Would it be much of a bother to ask for an example with twisted corners/edges? If possible. Once I grasp that, I should be good after the help from your last post.


----------



## JasonDL13 (Feb 7, 2015)

M U M U M U2 M' U M' U M' U2 - Flips front and back edge, move the edge that needs to be flipped, and flip it with the buffer.

Considering you're using M2 for edges, and your buffer is DF or FD: Scramble your cube like this, B2 D B D B' D2 B2 D U R D' R' U'.

We have two flipped edges, but you will only know one is flipped. Move the flipped edge (Red-Blue edge) so it's across the green yellow edge. One way to do that is R' U. Then do an X move so the piece are on top. Perform the alg. Then undo the setup moves (x' U' R).

*Note: It is important you do not move the buffer piece whilst performing setup moves*

R U R' U' R U R' U' L' U R U' R' U R U' R' L - Clock wise corner turn, UBL and UFL. (The alg is just sexy, sexy, L', reverse sexy, reverse sexy, L)
U R U' R' U R U' R' L' R U R' U' R U R' U L' - Anti clock wise corner turn, UBL and UFL. (The alg is just reverse sexy, reverse sexy, L' sexy, sexy, L)

To use this, get the corner you want to rotate to UFL (Green, White, Orange) and perform the alg you want.

Considering you're using Old Pochmann for corners, and your buffer is URB. Scramble your cube like this: F L2 F' U R2 U' F L2 F' U R2 U'

The green, red, yellow corner needs to be twisted clockwise. So move it to green, white, orange (F2) do the clockwise alg. Then undo the setup move (F2).

*Note: It is important you do not move the buffer piece whilst performing setup moves*

I hope you enjoyed my presentation.

> RECORD EXCERPTS
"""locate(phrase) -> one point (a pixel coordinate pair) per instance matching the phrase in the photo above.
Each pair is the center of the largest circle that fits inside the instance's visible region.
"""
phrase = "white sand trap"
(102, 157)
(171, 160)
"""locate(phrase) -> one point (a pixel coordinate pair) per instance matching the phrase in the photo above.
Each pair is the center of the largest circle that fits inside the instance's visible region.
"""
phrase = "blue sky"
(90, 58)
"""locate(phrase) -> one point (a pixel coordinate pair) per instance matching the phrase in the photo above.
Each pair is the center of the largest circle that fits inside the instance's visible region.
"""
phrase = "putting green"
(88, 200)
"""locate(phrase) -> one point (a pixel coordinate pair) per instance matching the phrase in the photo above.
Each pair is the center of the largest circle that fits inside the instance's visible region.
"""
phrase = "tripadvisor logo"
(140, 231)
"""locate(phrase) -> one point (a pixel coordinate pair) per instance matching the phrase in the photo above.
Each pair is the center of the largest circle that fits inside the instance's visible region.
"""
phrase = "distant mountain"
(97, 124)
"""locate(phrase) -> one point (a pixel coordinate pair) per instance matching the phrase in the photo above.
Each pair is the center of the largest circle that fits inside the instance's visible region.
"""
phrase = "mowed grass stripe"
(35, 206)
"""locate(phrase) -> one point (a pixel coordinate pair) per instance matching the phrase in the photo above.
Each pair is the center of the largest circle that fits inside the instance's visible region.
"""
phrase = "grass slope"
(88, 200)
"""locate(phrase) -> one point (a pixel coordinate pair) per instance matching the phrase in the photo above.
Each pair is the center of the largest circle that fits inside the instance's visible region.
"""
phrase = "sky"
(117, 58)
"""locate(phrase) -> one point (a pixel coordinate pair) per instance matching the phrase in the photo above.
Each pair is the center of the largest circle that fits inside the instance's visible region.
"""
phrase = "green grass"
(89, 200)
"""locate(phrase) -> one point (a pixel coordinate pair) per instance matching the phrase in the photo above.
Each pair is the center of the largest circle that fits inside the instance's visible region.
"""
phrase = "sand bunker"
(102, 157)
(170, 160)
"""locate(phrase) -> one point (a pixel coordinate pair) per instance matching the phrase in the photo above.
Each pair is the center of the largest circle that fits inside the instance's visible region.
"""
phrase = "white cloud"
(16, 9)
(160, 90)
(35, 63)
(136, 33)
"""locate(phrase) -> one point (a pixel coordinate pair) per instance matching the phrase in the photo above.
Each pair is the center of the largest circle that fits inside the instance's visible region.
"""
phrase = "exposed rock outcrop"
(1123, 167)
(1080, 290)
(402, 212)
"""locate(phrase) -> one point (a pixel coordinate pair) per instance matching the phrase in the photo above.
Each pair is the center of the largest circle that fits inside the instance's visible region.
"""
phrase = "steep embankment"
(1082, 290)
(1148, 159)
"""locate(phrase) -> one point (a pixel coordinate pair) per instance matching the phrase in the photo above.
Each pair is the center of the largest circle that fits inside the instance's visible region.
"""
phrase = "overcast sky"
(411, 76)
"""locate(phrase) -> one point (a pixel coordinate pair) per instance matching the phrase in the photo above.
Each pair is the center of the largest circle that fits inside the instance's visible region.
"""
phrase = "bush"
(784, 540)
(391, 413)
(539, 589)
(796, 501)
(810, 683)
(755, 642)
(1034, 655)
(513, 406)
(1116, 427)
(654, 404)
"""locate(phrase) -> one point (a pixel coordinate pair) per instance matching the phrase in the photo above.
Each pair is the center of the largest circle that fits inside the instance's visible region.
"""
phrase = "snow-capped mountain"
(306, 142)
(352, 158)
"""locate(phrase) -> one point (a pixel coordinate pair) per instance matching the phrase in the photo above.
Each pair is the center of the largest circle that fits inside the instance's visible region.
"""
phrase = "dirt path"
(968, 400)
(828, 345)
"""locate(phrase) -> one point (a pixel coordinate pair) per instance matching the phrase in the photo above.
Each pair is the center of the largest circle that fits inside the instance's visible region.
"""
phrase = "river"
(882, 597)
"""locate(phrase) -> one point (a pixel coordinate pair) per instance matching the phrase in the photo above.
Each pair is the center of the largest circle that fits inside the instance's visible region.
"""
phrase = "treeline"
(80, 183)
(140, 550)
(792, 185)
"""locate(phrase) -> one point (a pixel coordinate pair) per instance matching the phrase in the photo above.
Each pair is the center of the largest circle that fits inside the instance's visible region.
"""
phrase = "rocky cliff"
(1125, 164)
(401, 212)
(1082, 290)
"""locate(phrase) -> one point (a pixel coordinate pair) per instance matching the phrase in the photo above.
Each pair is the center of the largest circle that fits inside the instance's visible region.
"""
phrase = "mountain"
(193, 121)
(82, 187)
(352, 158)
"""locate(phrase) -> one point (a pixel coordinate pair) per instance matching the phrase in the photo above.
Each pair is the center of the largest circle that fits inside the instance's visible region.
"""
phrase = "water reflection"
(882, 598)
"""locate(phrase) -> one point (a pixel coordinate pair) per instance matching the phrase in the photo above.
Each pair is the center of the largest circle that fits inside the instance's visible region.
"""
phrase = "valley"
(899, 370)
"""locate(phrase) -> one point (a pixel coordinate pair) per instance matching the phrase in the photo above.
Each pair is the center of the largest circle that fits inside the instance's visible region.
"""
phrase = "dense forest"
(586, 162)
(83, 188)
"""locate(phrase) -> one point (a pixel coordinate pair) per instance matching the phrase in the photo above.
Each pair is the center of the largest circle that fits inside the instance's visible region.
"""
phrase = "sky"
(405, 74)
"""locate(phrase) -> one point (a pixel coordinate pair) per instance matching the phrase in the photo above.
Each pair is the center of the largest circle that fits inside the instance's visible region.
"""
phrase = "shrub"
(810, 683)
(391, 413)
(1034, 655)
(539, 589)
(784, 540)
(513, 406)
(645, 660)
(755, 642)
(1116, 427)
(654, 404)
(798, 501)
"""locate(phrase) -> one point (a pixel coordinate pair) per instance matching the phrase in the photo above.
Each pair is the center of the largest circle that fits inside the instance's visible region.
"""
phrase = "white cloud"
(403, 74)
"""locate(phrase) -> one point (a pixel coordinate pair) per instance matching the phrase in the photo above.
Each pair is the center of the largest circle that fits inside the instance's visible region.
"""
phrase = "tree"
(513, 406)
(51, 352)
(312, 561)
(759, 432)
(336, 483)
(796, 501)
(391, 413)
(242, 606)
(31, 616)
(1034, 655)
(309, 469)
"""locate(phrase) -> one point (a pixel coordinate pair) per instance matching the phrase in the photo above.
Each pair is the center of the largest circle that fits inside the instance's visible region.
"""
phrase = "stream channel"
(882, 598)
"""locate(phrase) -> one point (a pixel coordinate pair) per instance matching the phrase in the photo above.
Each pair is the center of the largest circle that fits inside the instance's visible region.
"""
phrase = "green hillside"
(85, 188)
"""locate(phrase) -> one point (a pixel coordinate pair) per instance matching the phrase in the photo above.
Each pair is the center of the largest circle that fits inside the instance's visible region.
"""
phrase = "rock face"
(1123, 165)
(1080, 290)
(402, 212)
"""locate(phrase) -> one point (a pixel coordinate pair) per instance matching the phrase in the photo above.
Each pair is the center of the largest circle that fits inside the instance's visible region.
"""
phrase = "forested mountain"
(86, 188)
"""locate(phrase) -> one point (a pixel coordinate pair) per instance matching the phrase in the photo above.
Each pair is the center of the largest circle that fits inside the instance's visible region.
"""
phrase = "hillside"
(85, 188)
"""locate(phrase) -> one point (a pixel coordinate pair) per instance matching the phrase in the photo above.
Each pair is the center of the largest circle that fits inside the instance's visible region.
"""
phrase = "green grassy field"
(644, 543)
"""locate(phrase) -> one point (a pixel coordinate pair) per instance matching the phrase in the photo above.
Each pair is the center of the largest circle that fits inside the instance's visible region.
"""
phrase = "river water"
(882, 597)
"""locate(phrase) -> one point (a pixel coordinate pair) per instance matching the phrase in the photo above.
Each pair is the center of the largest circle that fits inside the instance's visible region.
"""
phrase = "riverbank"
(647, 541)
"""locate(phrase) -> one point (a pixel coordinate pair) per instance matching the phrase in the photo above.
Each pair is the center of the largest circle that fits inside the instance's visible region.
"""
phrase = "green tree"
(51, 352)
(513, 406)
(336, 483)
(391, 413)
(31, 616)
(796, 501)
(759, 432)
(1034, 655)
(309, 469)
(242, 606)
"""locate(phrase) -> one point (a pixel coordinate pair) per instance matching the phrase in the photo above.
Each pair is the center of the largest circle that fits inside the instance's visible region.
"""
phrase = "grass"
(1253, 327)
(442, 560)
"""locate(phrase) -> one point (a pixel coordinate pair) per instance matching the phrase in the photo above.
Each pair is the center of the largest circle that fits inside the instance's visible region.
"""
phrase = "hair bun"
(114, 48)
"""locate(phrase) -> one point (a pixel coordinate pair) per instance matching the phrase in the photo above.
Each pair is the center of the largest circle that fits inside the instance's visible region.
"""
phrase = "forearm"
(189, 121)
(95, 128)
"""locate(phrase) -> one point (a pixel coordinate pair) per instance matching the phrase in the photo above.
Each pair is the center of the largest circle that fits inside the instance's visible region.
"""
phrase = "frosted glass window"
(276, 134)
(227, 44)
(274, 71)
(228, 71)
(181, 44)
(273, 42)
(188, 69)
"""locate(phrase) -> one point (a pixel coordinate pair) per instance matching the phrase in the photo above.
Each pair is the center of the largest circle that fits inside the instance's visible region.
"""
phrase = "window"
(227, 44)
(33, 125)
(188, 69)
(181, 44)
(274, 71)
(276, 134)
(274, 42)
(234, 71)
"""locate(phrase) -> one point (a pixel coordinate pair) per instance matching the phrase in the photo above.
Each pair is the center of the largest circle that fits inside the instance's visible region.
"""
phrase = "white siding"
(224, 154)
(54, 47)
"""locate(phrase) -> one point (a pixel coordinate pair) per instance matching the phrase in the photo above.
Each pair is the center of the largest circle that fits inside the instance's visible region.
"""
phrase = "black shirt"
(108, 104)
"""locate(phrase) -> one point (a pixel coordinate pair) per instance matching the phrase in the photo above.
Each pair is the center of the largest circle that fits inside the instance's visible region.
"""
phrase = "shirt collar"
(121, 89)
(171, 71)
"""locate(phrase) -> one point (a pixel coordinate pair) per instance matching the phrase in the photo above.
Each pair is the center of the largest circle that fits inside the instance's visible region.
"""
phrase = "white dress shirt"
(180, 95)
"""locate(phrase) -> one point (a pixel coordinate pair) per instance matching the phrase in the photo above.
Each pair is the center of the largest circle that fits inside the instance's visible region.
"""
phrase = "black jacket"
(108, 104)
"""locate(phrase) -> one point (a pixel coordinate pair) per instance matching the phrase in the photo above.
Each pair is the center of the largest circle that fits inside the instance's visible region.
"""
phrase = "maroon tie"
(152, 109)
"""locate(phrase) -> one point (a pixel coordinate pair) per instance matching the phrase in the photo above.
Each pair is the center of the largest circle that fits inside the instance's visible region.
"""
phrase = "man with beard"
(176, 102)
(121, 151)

> PROBLEM TO WORK ON
Write out the part of the cube-solving forum thread starting at "Considering you're using M2" and ending at "sexy, sexy, L)", word for word.

> RESPONSE
Considering you're using M2 for edges, and your buffer is DF or FD: Scramble your cube like this, B2 D B D B' D2 B2 D U R D' R' U'.

We have two flipped edges, but you will only know one is flipped. Move the flipped edge (Red-Blue edge) so it's across the green yellow edge. One way to do that is R' U. Then do an X move so the piece are on top. Perform the alg. Then undo the setup moves (x' U' R).

*Note: It is important you do not move the buffer piece whilst performing setup moves*

R U R' U' R U R' U' L' U R U' R' U R U' R' L - Clock wise corner turn, UBL and UFL. (The alg is just sexy, sexy, L', reverse sexy, reverse sexy, L)
U R U' R' U R U' R' L' R U R' U' R U R' U L' - Anti clock wise corner turn, UBL and UFL. (The alg is just reverse sexy, reverse sexy, L' sexy, sexy, L)